(Rows from a pointing dataset)
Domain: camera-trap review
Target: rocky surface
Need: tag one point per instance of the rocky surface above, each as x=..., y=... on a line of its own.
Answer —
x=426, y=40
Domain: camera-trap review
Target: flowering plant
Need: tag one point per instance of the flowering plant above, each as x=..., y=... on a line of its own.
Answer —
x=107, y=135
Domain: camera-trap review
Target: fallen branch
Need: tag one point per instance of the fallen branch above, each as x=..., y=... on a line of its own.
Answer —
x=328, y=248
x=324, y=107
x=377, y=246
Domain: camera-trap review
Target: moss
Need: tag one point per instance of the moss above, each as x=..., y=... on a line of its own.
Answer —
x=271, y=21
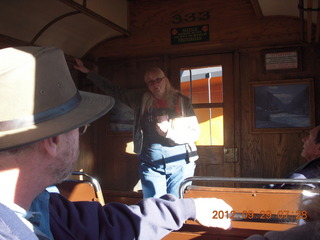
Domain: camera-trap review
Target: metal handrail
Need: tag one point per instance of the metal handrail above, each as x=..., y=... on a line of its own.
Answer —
x=185, y=182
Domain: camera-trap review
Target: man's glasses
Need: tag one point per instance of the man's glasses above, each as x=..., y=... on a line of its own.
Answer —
x=83, y=129
x=154, y=81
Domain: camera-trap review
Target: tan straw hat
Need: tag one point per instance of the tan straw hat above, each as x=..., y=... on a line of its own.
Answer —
x=39, y=98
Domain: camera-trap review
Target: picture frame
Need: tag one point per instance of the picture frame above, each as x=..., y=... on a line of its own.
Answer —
x=120, y=120
x=282, y=59
x=282, y=106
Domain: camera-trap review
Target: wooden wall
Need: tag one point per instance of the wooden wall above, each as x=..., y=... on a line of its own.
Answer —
x=234, y=28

» The request
Restate the whole listing above exactly, please, omitting every image.

» Finished answer
Domain: camera-trap review
Target: rocky surface
Need: tag one point per instance of the rocky surface above, each as x=..., y=... on a line of its own.
Answer —
x=426, y=40
Domain: camera-trap review
Target: flowering plant
Need: tag one point per instance of the flowering plant above, each as x=..., y=... on a line of its own.
Answer —
x=107, y=135
Domain: camera-trap review
Target: fallen branch
Need: tag one point per instance of the fallen branch above, each as x=..., y=... on a line of its own.
Answer —
x=328, y=248
x=324, y=107
x=377, y=246
Domain: camera-trap review
Target: moss
Need: tag one point per instance of the moss above, each as x=..., y=... on a line of its own.
Answer —
x=271, y=21
Domain: camera-trap review
Target: metal handrail
Need: tag one point per instance of the metal handrail above, each as x=..., y=... on a line of its own.
Answer —
x=185, y=182
Domain: camera-trap review
Target: man's glasses
Need: tag one point per instance of the man's glasses above, each as x=..., y=... on a line of its own.
Answer —
x=83, y=129
x=154, y=81
Domain: camera-trap review
Target: tan straw hat
Need: tag one point per instance of the tan straw hat above, each as x=..., y=... on a line of its own.
Answer —
x=39, y=98
Domain: camera-trap review
Target: picture frame
Need: tag one point per instance of the picture frame above, each as x=..., y=... on a line of its own.
Answer —
x=120, y=120
x=282, y=59
x=282, y=106
Domain: camera-trap review
Target: wooden wall
Need: tag one point per instance of the wooden wall above, each as x=..., y=... on a line of its own.
Answer —
x=234, y=28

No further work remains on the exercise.